┌────────
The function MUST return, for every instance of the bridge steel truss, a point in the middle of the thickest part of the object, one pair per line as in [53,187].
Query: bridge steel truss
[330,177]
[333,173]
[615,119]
└────────
» **SET EXERCISE**
Rewrite each line of the data above as one string in a JSON list, skipping any blank lines.

» **WRITTEN SOLUTION**
[
  "The function MUST return, for every instance of the bridge steel truss, a point in the middle of the thickest part of the object, one pair per line as in [53,187].",
  "Query: bridge steel truss",
  "[330,177]",
  "[333,173]",
  "[615,119]"
]